• Task prompt: Only an exact copy of every record counts as an answer.

<<<<

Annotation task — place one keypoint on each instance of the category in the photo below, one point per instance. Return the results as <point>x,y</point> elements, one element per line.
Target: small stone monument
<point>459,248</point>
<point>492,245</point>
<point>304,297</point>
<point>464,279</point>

>>>>

• Completed task:
Annotation task — place one keypoint on each instance of the category in the photo below, one point per instance. Return the results as <point>x,y</point> elements, one element per line.
Target: small stone monument
<point>459,248</point>
<point>492,245</point>
<point>304,297</point>
<point>464,279</point>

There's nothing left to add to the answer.